Top of SUPPLIED TEXT

Many parts of the Syrian regime-held areas face daily power cuts and a lack of fixed power rationing hours. The Ministry of Electricity justifies this by the growing demand for power in winter, the replacement of power cables or electricity transmission lines, and the exposure of gas and oil pipelines to attacks, which force their shutdowns.
Why are oil shale and magnesium neglected?
Political economy researcher Yahya al-Sayed Omar told Enab Baladi that the decade-long war and the regime-run institutions’ bureaucratic red tape and centralization inhibit the investment in these resources; oil shale and magnesium. “Making a single investment decision may take years.”
According to researcher al-Sayed Omar, investing in a new resource will positively push the economy forward. In the Syrian case, investing in such resources would support the economy of the Syrian state in energy and other fields.
However, he noted that it is necessary to refer to a critical issue. That is resources alone do not support the economy of countries, because investing in resources needs an investment climate, integrity, and transparency. Otherwise, theft and corruption will negatively affect these resources. “It is not only about the availability of resources, but rather how these resources will be invested and their returns will be distributed.”
He pointed out that some countries have very poor natural resources, but they have achieved prominent economic growth, such as Japan and South Korea.

Bottom of SUPPLIED TEXT

# EXERCISE 1
In the text on Syrian power cuts:
(a) What reasons does the Ministry of Electricity give for the power cuts?
(b) According to al-Sayed Omar, what does investing in resources need?
(c) Which countries are named as having very poor natural resources yet prominent economic growth?
# EXERCISE 2
From the text on Syrian power cuts, quote the part that opens with the words containing "Many parts of" and closes with "and magnesium neglected?".

Top of RECORD SET

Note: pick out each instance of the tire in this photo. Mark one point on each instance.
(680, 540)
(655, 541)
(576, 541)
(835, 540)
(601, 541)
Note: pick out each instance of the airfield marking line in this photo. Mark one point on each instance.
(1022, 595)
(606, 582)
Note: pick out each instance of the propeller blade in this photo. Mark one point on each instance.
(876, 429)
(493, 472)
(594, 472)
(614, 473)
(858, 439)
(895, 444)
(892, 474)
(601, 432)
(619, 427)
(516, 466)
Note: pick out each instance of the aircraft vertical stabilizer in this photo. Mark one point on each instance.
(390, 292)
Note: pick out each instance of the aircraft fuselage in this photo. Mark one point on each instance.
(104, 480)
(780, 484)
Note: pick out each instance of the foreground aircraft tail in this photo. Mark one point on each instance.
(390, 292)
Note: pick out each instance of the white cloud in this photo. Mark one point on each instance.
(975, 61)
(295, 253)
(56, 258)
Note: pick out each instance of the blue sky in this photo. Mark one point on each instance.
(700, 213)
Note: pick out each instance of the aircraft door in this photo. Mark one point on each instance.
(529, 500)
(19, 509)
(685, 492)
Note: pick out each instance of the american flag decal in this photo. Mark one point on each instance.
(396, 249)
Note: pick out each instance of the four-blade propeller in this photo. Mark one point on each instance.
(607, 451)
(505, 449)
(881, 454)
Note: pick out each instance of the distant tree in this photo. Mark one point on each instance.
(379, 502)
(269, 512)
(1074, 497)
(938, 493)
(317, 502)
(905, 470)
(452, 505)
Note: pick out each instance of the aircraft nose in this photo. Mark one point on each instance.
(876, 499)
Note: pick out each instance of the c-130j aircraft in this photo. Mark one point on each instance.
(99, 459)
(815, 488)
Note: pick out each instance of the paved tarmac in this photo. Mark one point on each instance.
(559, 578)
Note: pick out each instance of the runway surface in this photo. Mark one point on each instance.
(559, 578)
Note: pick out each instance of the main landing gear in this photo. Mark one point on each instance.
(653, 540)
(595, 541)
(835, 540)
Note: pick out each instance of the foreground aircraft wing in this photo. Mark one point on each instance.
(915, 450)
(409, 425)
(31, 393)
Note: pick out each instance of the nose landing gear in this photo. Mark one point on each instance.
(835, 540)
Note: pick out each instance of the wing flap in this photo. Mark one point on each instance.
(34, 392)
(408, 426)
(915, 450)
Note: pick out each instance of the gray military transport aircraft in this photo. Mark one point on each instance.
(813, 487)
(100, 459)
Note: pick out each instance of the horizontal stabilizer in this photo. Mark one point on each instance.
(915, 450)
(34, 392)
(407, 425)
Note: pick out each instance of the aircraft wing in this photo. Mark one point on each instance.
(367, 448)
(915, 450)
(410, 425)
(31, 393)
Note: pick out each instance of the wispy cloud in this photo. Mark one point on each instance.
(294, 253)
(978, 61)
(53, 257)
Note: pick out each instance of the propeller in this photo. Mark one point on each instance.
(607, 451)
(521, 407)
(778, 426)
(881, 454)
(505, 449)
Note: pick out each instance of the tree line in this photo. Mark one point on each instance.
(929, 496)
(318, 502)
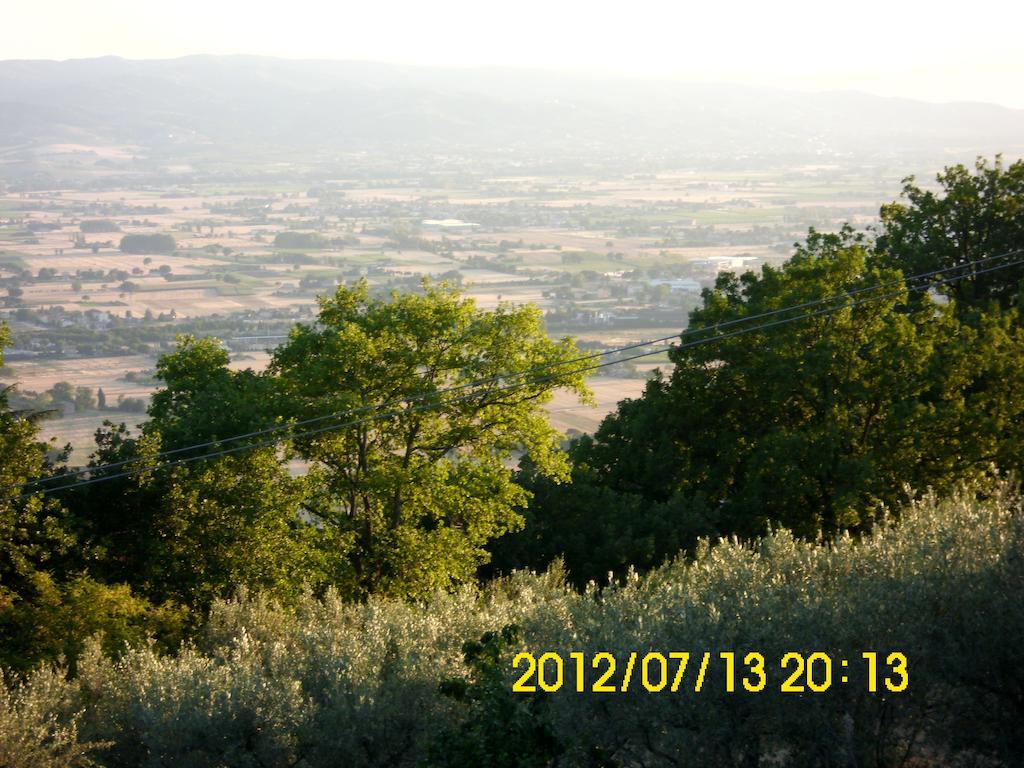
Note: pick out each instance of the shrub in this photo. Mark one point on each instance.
(360, 684)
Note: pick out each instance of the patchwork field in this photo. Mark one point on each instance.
(253, 257)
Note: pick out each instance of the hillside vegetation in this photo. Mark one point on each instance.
(823, 470)
(332, 681)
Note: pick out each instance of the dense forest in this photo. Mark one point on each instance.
(339, 558)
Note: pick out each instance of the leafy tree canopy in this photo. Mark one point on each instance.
(425, 484)
(971, 216)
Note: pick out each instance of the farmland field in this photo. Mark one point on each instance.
(591, 251)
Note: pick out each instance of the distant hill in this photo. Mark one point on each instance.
(223, 101)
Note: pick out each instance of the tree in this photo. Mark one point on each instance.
(816, 425)
(423, 485)
(32, 526)
(84, 399)
(975, 216)
(203, 399)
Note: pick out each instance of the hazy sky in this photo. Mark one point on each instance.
(937, 50)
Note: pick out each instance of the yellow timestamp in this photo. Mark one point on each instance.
(676, 672)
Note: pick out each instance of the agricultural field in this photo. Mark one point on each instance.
(609, 260)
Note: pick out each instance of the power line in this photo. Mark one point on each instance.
(503, 377)
(512, 387)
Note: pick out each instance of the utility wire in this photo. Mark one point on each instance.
(503, 377)
(512, 387)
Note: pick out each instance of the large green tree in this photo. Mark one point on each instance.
(445, 395)
(816, 425)
(185, 527)
(970, 216)
(32, 526)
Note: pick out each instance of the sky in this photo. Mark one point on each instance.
(936, 51)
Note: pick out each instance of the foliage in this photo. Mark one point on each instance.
(975, 215)
(335, 682)
(33, 529)
(814, 424)
(36, 728)
(506, 728)
(421, 482)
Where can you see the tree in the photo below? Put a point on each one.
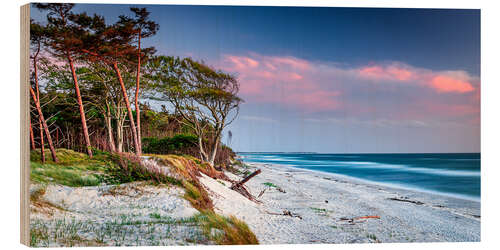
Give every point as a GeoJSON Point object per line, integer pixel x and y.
{"type": "Point", "coordinates": [144, 28]}
{"type": "Point", "coordinates": [205, 98]}
{"type": "Point", "coordinates": [63, 40]}
{"type": "Point", "coordinates": [36, 39]}
{"type": "Point", "coordinates": [112, 46]}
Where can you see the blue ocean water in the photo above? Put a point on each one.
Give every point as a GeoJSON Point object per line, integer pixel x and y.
{"type": "Point", "coordinates": [456, 175]}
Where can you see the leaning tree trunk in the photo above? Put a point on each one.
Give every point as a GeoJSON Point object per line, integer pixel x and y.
{"type": "Point", "coordinates": [41, 120]}
{"type": "Point", "coordinates": [44, 124]}
{"type": "Point", "coordinates": [111, 141]}
{"type": "Point", "coordinates": [42, 143]}
{"type": "Point", "coordinates": [129, 110]}
{"type": "Point", "coordinates": [214, 151]}
{"type": "Point", "coordinates": [137, 109]}
{"type": "Point", "coordinates": [203, 154]}
{"type": "Point", "coordinates": [32, 137]}
{"type": "Point", "coordinates": [80, 105]}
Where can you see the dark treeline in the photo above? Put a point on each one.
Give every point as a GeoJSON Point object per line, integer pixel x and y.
{"type": "Point", "coordinates": [92, 82]}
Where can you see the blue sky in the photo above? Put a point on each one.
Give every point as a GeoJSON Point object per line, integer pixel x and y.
{"type": "Point", "coordinates": [344, 80]}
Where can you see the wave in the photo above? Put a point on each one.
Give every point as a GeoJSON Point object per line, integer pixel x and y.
{"type": "Point", "coordinates": [405, 168]}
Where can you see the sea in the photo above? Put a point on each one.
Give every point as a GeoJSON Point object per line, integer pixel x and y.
{"type": "Point", "coordinates": [452, 174]}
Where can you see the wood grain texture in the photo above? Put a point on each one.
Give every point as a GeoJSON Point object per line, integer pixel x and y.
{"type": "Point", "coordinates": [25, 167]}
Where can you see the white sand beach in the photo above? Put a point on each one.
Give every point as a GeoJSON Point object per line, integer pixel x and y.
{"type": "Point", "coordinates": [333, 209]}
{"type": "Point", "coordinates": [297, 206]}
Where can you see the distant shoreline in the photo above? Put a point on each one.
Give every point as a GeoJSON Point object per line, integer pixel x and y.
{"type": "Point", "coordinates": [388, 184]}
{"type": "Point", "coordinates": [382, 184]}
{"type": "Point", "coordinates": [332, 209]}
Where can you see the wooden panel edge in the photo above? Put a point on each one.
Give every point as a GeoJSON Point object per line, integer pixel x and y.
{"type": "Point", "coordinates": [24, 110]}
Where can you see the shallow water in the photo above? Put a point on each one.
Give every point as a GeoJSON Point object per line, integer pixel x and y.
{"type": "Point", "coordinates": [448, 174]}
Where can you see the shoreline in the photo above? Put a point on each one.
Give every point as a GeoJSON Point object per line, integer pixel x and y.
{"type": "Point", "coordinates": [375, 183]}
{"type": "Point", "coordinates": [329, 208]}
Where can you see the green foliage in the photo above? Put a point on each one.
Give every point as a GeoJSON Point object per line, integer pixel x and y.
{"type": "Point", "coordinates": [226, 230]}
{"type": "Point", "coordinates": [169, 145]}
{"type": "Point", "coordinates": [74, 169]}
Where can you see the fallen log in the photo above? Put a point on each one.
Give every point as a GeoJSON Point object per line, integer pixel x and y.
{"type": "Point", "coordinates": [238, 186]}
{"type": "Point", "coordinates": [250, 176]}
{"type": "Point", "coordinates": [353, 220]}
{"type": "Point", "coordinates": [286, 213]}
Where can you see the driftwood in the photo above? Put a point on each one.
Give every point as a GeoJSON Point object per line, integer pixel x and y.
{"type": "Point", "coordinates": [286, 213]}
{"type": "Point", "coordinates": [352, 221]}
{"type": "Point", "coordinates": [238, 186]}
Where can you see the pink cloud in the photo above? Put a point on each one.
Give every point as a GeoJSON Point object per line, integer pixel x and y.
{"type": "Point", "coordinates": [441, 82]}
{"type": "Point", "coordinates": [317, 86]}
{"type": "Point", "coordinates": [444, 83]}
{"type": "Point", "coordinates": [263, 77]}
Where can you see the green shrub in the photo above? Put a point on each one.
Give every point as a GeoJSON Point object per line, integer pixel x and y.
{"type": "Point", "coordinates": [178, 144]}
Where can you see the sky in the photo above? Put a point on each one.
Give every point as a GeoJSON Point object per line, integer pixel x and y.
{"type": "Point", "coordinates": [334, 80]}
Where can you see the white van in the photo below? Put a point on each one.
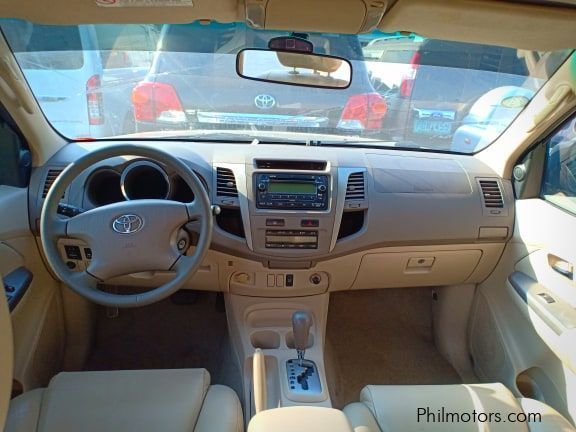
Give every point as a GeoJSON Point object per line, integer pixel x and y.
{"type": "Point", "coordinates": [89, 97]}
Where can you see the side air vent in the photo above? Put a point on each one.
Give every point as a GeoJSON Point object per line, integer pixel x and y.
{"type": "Point", "coordinates": [226, 183]}
{"type": "Point", "coordinates": [50, 179]}
{"type": "Point", "coordinates": [355, 186]}
{"type": "Point", "coordinates": [491, 194]}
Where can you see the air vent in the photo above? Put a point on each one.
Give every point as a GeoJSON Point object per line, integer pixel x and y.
{"type": "Point", "coordinates": [355, 187]}
{"type": "Point", "coordinates": [50, 179]}
{"type": "Point", "coordinates": [291, 165]}
{"type": "Point", "coordinates": [225, 183]}
{"type": "Point", "coordinates": [491, 193]}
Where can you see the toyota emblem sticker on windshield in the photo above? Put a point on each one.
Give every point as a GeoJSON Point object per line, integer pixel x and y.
{"type": "Point", "coordinates": [264, 101]}
{"type": "Point", "coordinates": [128, 224]}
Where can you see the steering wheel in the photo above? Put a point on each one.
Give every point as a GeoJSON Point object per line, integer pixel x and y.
{"type": "Point", "coordinates": [130, 236]}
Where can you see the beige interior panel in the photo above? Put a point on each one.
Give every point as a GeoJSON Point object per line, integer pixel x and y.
{"type": "Point", "coordinates": [302, 419]}
{"type": "Point", "coordinates": [515, 24]}
{"type": "Point", "coordinates": [416, 268]}
{"type": "Point", "coordinates": [530, 125]}
{"type": "Point", "coordinates": [509, 341]}
{"type": "Point", "coordinates": [16, 96]}
{"type": "Point", "coordinates": [37, 319]}
{"type": "Point", "coordinates": [87, 11]}
{"type": "Point", "coordinates": [6, 358]}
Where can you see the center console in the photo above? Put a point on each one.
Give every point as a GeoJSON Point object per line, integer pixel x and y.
{"type": "Point", "coordinates": [291, 205]}
{"type": "Point", "coordinates": [285, 191]}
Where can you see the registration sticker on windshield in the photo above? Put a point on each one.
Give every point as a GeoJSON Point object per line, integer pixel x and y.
{"type": "Point", "coordinates": [143, 3]}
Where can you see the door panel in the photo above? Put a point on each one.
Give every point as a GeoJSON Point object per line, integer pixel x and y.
{"type": "Point", "coordinates": [523, 329]}
{"type": "Point", "coordinates": [37, 318]}
{"type": "Point", "coordinates": [6, 358]}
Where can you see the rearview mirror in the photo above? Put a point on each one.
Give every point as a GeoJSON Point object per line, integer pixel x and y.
{"type": "Point", "coordinates": [294, 68]}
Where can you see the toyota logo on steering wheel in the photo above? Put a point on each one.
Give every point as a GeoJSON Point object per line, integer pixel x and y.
{"type": "Point", "coordinates": [127, 224]}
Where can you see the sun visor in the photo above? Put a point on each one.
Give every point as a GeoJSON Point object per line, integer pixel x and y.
{"type": "Point", "coordinates": [341, 16]}
{"type": "Point", "coordinates": [121, 11]}
{"type": "Point", "coordinates": [518, 25]}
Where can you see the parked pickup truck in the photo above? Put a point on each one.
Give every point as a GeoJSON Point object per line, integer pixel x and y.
{"type": "Point", "coordinates": [89, 96]}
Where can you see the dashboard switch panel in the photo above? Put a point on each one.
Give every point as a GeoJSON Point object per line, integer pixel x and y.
{"type": "Point", "coordinates": [291, 239]}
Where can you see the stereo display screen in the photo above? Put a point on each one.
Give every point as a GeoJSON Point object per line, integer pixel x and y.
{"type": "Point", "coordinates": [292, 188]}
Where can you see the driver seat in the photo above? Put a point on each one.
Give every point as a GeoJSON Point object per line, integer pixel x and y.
{"type": "Point", "coordinates": [167, 400]}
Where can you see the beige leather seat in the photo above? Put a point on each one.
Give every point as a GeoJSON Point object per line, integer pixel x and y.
{"type": "Point", "coordinates": [395, 408]}
{"type": "Point", "coordinates": [174, 400]}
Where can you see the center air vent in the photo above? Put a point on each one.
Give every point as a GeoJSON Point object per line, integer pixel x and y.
{"type": "Point", "coordinates": [491, 194]}
{"type": "Point", "coordinates": [50, 179]}
{"type": "Point", "coordinates": [226, 183]}
{"type": "Point", "coordinates": [355, 186]}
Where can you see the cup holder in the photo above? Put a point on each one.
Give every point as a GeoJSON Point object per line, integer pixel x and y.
{"type": "Point", "coordinates": [265, 339]}
{"type": "Point", "coordinates": [290, 340]}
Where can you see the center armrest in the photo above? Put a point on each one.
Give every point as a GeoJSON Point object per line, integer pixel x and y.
{"type": "Point", "coordinates": [300, 418]}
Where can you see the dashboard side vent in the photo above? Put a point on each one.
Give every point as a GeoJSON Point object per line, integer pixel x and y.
{"type": "Point", "coordinates": [50, 179]}
{"type": "Point", "coordinates": [355, 186]}
{"type": "Point", "coordinates": [491, 193]}
{"type": "Point", "coordinates": [226, 183]}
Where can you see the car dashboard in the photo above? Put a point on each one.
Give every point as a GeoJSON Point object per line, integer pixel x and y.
{"type": "Point", "coordinates": [302, 220]}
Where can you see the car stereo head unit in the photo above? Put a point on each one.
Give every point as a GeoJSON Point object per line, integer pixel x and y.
{"type": "Point", "coordinates": [291, 191]}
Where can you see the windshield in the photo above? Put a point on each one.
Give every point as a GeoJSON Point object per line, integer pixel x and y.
{"type": "Point", "coordinates": [180, 81]}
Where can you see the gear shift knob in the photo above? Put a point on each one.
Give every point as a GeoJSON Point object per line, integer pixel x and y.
{"type": "Point", "coordinates": [301, 323]}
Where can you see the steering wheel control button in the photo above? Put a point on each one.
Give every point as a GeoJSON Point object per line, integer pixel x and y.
{"type": "Point", "coordinates": [72, 252]}
{"type": "Point", "coordinates": [315, 279]}
{"type": "Point", "coordinates": [128, 224]}
{"type": "Point", "coordinates": [275, 222]}
{"type": "Point", "coordinates": [181, 245]}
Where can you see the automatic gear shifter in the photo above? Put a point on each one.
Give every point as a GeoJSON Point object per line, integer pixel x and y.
{"type": "Point", "coordinates": [301, 323]}
{"type": "Point", "coordinates": [303, 377]}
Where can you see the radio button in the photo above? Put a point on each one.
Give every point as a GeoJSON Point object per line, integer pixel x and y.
{"type": "Point", "coordinates": [310, 223]}
{"type": "Point", "coordinates": [275, 222]}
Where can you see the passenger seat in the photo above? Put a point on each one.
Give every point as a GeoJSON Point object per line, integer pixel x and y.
{"type": "Point", "coordinates": [463, 407]}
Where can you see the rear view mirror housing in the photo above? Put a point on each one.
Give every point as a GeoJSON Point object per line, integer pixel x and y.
{"type": "Point", "coordinates": [293, 67]}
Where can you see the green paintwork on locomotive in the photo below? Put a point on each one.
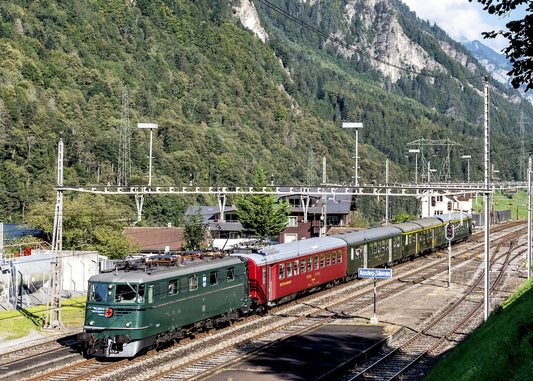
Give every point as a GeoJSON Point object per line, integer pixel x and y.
{"type": "Point", "coordinates": [168, 302]}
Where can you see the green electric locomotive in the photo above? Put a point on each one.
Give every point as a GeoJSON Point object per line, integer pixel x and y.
{"type": "Point", "coordinates": [133, 309]}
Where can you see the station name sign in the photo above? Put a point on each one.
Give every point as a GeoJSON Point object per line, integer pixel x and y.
{"type": "Point", "coordinates": [375, 273]}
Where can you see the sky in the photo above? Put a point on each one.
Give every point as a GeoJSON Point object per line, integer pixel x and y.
{"type": "Point", "coordinates": [463, 20]}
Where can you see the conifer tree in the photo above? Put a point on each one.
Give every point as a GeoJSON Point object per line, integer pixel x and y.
{"type": "Point", "coordinates": [262, 214]}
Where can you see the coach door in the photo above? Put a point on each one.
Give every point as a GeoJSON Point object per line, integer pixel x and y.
{"type": "Point", "coordinates": [269, 296]}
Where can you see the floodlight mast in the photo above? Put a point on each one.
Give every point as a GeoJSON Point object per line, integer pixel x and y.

Bottom of RECORD SET

# TASK OUTPUT 1
(a) The growing demand for power in winter, the replacement of power cables or electricity transmission lines, and attacks on gas and oil pipelines that force their shutdowns.
(b) An investment climate, integrity, and transparency.
(c) Japan and South Korea.

# TASK OUTPUT 2
Many parts of the Syrian regime-held areas face daily power cuts and a lack of fixed power rationing hours. The Ministry of Electricity justifies this by the growing demand for power in winter, the replacement of power cables or electricity transmission lines, and the exposure of gas and oil pipelines to attacks, which force their shutdowns.
Why are oil shale and magnesium neglected?